PASSAGE À LIRE:
* * *
37         Compte tenu de ce qui précède, le juge suppléant de la Cour de l'impôt n'était justifié d'intervenir dans la décision rendue par le ministre en vertu du sous-alinéa 3(2)c)(ii) que s'il était établi que le ministre avait exercé son pouvoir discrétionnaire d'une manière qui était contraire à la loi. Et, comme je l'ai déjà dit, l'obligation d'exercer un pouvoir discrétionnaire de façon judiciaire implique l'existence de motifs d'intervention spécifiques. La Cour de l'impôt est justifiée de modifier la décision rendue par le ministre en vertu du sous-alinéa 3(2)c)(ii)-en examinant le bien-fondé de cette dernière-lorsqu'il est établi, selon le cas, que le ministre: (i) a agi de mauvaise foi ou dans un but ou un mobile illicites; (ii) n'a pas tenu compte de toutes les circonstances pertinentes, comme l'exige expressément le sous-alinéa 3(2)c)(ii); (iii) a tenu compte d'un facteur non pertinent.

[...]

41         [...] Bien qu'il incombe au prestataire, qui est la partie qui interjette appel de la décision du ministre, de faire la preuve de ce qu'il avance [Voir les arrêts Aubut c. Ministre du Revenu national (1990), 126 N.R. 381 (C.A.F.) et Borsellino et Salvo c. Ministre du Revenu national (1990), 120 N.R. 77 (C.A.F.)], notre Cour a affirmé dans les termes les plus nets que le prestataire a le droit de présenter de nouveaux éléments de preuve lors de l'audience de la Cour de l'impôt pour contester les hypothèses de fait sur lesquelles le ministre s'est fondé [Tignish, précité, note 10, à la p. 9].
* * *
LIGNES DE DONNÉES:

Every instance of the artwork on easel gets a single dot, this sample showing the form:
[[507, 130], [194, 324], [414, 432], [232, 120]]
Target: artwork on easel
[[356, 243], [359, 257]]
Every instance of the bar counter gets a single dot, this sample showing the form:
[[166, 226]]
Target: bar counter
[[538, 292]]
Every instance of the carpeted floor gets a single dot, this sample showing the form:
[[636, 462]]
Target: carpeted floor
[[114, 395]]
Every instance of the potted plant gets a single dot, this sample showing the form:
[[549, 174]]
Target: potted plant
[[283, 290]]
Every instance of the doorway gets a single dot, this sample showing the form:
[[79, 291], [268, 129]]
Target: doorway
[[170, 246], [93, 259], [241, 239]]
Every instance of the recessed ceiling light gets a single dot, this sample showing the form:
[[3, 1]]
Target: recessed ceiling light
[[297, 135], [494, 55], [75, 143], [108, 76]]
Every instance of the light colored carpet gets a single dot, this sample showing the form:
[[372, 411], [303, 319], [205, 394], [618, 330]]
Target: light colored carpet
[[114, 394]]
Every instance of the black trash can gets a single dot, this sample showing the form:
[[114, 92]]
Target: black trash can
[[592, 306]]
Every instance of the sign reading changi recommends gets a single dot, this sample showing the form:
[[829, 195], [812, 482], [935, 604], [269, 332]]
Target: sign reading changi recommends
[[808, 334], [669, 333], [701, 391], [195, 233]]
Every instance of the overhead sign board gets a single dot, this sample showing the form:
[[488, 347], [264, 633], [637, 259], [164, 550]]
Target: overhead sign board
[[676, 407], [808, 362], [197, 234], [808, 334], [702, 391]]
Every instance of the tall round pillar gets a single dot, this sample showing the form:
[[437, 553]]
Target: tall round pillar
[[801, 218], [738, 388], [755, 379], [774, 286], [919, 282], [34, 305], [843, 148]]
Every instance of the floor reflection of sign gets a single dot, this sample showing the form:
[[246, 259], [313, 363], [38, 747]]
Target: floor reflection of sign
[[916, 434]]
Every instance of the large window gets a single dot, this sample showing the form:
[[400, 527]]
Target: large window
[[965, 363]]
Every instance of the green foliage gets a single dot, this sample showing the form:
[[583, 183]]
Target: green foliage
* * *
CONSIGNE: Recopiez fidèlement un extrait du passage à lire, en commençant aux mots « 41         [...] Bien » et en vous arrêtant après les mots « à la p. 9]. ».

RÉPONSE ATTENDUE:
41         [...] Bien qu'il incombe au prestataire, qui est la partie qui interjette appel de la décision du ministre, de faire la preuve de ce qu'il avance [Voir les arrêts Aubut c. Ministre du Revenu national (1990), 126 N.R. 381 (C.A.F.) et Borsellino et Salvo c. Ministre du Revenu national (1990), 120 N.R. 77 (C.A.F.)], notre Cour a affirmé dans les termes les plus nets que le prestataire a le droit de présenter de nouveaux éléments de preuve lors de l'audience de la Cour de l'impôt pour contester les hypothèses de fait sur lesquelles le ministre s'est fondé [Tignish, précité, note 10, à la p. 9].